**What is asked**.
Copy every entry exactly.

**A block of data**.
◆ ◆ ◆ ◆ ◆

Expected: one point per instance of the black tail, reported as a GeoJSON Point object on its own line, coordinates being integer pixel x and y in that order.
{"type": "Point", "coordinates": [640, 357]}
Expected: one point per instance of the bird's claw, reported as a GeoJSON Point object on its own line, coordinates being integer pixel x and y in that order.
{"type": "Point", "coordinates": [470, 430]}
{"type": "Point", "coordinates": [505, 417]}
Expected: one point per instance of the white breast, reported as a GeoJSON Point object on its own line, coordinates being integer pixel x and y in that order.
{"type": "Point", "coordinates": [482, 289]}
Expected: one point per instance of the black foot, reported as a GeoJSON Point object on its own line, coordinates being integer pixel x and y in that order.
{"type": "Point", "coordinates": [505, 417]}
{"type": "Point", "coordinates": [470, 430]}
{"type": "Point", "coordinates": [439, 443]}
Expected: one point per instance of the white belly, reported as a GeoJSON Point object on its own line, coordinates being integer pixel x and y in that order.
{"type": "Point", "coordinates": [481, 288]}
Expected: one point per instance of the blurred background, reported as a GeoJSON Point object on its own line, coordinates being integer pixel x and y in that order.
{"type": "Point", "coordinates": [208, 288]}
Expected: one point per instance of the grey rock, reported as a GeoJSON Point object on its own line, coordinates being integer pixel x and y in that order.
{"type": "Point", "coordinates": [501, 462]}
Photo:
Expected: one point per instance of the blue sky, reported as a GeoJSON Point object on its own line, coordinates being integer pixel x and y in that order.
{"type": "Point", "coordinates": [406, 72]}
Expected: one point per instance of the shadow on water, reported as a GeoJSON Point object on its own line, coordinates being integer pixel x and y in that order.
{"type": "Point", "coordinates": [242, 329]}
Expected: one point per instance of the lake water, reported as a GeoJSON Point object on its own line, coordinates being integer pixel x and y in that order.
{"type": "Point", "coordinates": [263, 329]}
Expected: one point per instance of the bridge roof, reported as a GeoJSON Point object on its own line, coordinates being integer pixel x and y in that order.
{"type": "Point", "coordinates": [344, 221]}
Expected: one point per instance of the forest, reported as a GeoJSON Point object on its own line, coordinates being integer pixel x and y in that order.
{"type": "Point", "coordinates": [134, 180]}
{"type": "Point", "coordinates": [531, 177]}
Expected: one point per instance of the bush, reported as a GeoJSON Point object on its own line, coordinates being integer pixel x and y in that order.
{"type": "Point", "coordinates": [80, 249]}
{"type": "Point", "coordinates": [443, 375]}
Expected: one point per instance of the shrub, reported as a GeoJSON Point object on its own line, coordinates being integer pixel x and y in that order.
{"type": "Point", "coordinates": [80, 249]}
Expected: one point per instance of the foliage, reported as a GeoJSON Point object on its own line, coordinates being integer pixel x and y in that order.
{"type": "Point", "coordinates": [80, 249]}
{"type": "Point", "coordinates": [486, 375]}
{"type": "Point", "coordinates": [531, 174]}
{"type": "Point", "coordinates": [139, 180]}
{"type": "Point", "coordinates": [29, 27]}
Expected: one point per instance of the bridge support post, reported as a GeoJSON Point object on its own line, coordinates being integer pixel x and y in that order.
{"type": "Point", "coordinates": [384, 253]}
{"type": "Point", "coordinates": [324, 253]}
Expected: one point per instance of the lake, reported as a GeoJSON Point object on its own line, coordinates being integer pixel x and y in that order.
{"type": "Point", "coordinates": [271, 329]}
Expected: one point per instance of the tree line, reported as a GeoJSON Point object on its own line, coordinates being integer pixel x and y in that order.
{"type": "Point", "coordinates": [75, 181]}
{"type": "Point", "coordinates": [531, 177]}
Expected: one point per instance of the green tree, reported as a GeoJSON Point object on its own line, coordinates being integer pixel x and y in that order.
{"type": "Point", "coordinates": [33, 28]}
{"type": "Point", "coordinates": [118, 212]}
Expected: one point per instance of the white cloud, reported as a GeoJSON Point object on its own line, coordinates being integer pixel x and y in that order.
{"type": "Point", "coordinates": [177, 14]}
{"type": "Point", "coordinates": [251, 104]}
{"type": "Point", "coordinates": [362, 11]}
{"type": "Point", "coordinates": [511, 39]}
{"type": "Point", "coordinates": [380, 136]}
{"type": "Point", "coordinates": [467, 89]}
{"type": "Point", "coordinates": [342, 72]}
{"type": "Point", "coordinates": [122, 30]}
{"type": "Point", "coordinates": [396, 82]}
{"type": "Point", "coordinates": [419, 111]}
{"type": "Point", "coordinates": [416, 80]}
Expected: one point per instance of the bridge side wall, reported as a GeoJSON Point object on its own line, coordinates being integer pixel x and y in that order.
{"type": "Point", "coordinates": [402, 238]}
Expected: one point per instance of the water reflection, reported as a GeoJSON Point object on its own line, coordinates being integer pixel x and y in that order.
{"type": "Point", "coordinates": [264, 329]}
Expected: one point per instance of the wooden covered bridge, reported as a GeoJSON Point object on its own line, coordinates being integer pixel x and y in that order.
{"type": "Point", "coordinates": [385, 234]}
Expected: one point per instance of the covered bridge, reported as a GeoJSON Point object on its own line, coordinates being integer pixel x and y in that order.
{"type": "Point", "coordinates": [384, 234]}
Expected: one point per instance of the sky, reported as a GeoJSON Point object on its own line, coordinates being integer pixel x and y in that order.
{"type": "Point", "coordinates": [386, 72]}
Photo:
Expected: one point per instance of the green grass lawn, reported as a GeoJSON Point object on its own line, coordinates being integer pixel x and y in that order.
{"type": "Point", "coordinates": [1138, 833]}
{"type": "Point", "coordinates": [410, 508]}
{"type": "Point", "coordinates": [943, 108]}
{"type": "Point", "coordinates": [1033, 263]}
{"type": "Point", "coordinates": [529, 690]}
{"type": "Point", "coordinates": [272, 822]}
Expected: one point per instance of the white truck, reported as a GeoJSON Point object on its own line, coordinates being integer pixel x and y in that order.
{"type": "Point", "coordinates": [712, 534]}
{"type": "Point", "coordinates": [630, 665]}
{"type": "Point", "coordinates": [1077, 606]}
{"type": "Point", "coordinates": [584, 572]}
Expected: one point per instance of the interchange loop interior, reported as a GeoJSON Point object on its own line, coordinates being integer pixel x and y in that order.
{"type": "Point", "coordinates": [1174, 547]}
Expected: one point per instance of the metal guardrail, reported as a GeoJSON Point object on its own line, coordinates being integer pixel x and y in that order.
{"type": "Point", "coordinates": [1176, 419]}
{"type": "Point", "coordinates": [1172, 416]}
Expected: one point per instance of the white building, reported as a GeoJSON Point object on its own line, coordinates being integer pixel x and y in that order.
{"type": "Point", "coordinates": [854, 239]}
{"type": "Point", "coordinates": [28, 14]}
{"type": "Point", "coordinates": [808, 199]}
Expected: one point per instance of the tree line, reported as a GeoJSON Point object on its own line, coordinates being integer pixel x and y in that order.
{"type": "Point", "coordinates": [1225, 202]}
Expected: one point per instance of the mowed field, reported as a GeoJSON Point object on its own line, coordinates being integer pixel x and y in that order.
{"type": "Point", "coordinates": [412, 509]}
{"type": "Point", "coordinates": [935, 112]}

◆ ◆ ◆ ◆ ◆

**Solution for this exercise**.
Expected: one point per instance of the black tail, reported as a GeoJSON Point object on its own line, coordinates being integer pixel x and y in that order.
{"type": "Point", "coordinates": [640, 357]}
Expected: one point per instance of the bird's claw, reported as a GeoJSON Point object on its own line, coordinates being integer pixel x and y in that order.
{"type": "Point", "coordinates": [470, 430]}
{"type": "Point", "coordinates": [505, 417]}
Expected: one point per instance of the white breast, reported as a GeoJSON Point object on its own line, coordinates being integer pixel x and y in that order.
{"type": "Point", "coordinates": [482, 289]}
Expected: one point per instance of the black foot, reported as a GeoJSON Point object on its own line, coordinates being integer pixel x and y in that order.
{"type": "Point", "coordinates": [505, 417]}
{"type": "Point", "coordinates": [470, 430]}
{"type": "Point", "coordinates": [439, 443]}
Expected: one point per instance of the white belly, reported as a GeoJSON Point object on its own line, coordinates being integer pixel x and y in that order.
{"type": "Point", "coordinates": [481, 288]}
Expected: one point per instance of the blurred background, reported as a GeoJSON Point object on its own line, coordinates being integer pixel x and y in that order.
{"type": "Point", "coordinates": [208, 288]}
Expected: one point per instance of the grey rock, reported as a GeoJSON Point object on its own line, coordinates being integer pixel x and y in that order.
{"type": "Point", "coordinates": [501, 462]}
Photo:
Expected: one point per instance of the blue sky, reported as a GeoJSON Point object on its own line, coordinates being integer pixel x and y in that order.
{"type": "Point", "coordinates": [406, 72]}
Expected: one point per instance of the shadow on water, reported as a GeoJSON Point object on its own line, coordinates being integer pixel x and y in that order.
{"type": "Point", "coordinates": [242, 329]}
Expected: one point per instance of the lake water, reported as a GeoJSON Point object on its own line, coordinates being integer pixel x and y in that order.
{"type": "Point", "coordinates": [263, 329]}
Expected: one point per instance of the bridge roof, reported as a GeoJSON Point object on its own line, coordinates being integer pixel x and y in that order.
{"type": "Point", "coordinates": [344, 221]}
Expected: one point per instance of the forest, reported as a GeoJSON Point object on its own line, coordinates being integer pixel x and y in that order.
{"type": "Point", "coordinates": [134, 180]}
{"type": "Point", "coordinates": [531, 177]}
Expected: one point per instance of the bush, reported as a GeoJSON Point object on its own line, coordinates being integer pixel x and y in that order.
{"type": "Point", "coordinates": [80, 249]}
{"type": "Point", "coordinates": [443, 375]}
Expected: one point per instance of the shrub, reported as a GeoJSON Point object on its own line, coordinates being integer pixel x and y in that order.
{"type": "Point", "coordinates": [80, 249]}
Expected: one point per instance of the foliage, reported as a GeoJSON Point object on its own line, coordinates being integer pixel x and y in that order.
{"type": "Point", "coordinates": [80, 249]}
{"type": "Point", "coordinates": [486, 375]}
{"type": "Point", "coordinates": [531, 174]}
{"type": "Point", "coordinates": [139, 180]}
{"type": "Point", "coordinates": [29, 27]}
Expected: one point per instance of the bridge support post, reported as a GeoJSON Point object on its own line, coordinates being integer pixel x and y in that order.
{"type": "Point", "coordinates": [384, 253]}
{"type": "Point", "coordinates": [324, 253]}
Expected: one point per instance of the lake, reported as a GeoJSON Point object on its own line, coordinates being integer pixel x and y in that order.
{"type": "Point", "coordinates": [271, 329]}
Expected: one point per instance of the tree line, reported as a GeoJSON Point object on its own line, coordinates being integer pixel x and y in that order.
{"type": "Point", "coordinates": [75, 181]}
{"type": "Point", "coordinates": [531, 177]}
Expected: one point per instance of the green tree, reported as a GeoJSON Point object on its own line, coordinates being integer pixel x and y in that order.
{"type": "Point", "coordinates": [33, 28]}
{"type": "Point", "coordinates": [118, 212]}
Expected: one point per instance of the white cloud, reported as a GeoJSON Point object on its own line, coordinates being integer pixel x and y in that order.
{"type": "Point", "coordinates": [177, 14]}
{"type": "Point", "coordinates": [251, 104]}
{"type": "Point", "coordinates": [362, 11]}
{"type": "Point", "coordinates": [511, 39]}
{"type": "Point", "coordinates": [380, 136]}
{"type": "Point", "coordinates": [467, 89]}
{"type": "Point", "coordinates": [342, 72]}
{"type": "Point", "coordinates": [122, 30]}
{"type": "Point", "coordinates": [396, 82]}
{"type": "Point", "coordinates": [419, 111]}
{"type": "Point", "coordinates": [416, 80]}
Expected: one point per instance of the bridge side wall, reported as a GeoJSON Point object on its own line, coordinates being integer pixel x and y in that order.
{"type": "Point", "coordinates": [402, 238]}
Expected: one point per instance of the water reflection, reported as a GeoJSON Point object on its own line, coordinates being integer pixel x and y in that order.
{"type": "Point", "coordinates": [264, 329]}
Expected: one point per instance of the wooden covered bridge, reported as a GeoJSON Point object on its own line, coordinates being integer pixel x and y in that order.
{"type": "Point", "coordinates": [385, 234]}
Expected: one point per instance of the covered bridge, reported as a GeoJSON Point object on its own line, coordinates being integer pixel x and y in that order.
{"type": "Point", "coordinates": [384, 234]}
Expected: one point per instance of the sky, reported as a GeoJSON Point object on its own line, coordinates being integer pixel x and y in that order.
{"type": "Point", "coordinates": [386, 72]}
Photo:
Expected: one point per instance of the green grass lawn, reported as a GeoJSON Point object on its own line, coordinates being integer pixel x and y in that order.
{"type": "Point", "coordinates": [1138, 833]}
{"type": "Point", "coordinates": [410, 508]}
{"type": "Point", "coordinates": [943, 108]}
{"type": "Point", "coordinates": [1033, 263]}
{"type": "Point", "coordinates": [529, 690]}
{"type": "Point", "coordinates": [272, 822]}
Expected: one point per instance of the white truck, reported as a GeoJSON Point object on its own line, coordinates being integer pixel x and y in that order.
{"type": "Point", "coordinates": [712, 534]}
{"type": "Point", "coordinates": [630, 665]}
{"type": "Point", "coordinates": [1077, 606]}
{"type": "Point", "coordinates": [584, 572]}
Expected: one point per instance of the interchange loop interior, reported as a GeoJSON Point object on its own line, coordinates being integer pixel x and y in that order.
{"type": "Point", "coordinates": [1174, 547]}
Expected: one point per instance of the metal guardrail, reported as a GeoJSON Point object on its own line, coordinates being integer pixel x and y in that order.
{"type": "Point", "coordinates": [1176, 419]}
{"type": "Point", "coordinates": [1172, 416]}
Expected: one point per instance of the white building, reported as a GeoJSON Point object on its own line, coordinates being integer pixel x and y in that order.
{"type": "Point", "coordinates": [854, 239]}
{"type": "Point", "coordinates": [28, 14]}
{"type": "Point", "coordinates": [808, 199]}
Expected: one point per instance of the tree line, reported as a GeoJSON Point object on its own line, coordinates being integer pixel x and y in that order.
{"type": "Point", "coordinates": [1225, 202]}
Expected: one point per instance of the mowed field, reported as a GeoJSON Point object on its own line, coordinates being integer pixel x and y in that order.
{"type": "Point", "coordinates": [412, 509]}
{"type": "Point", "coordinates": [935, 112]}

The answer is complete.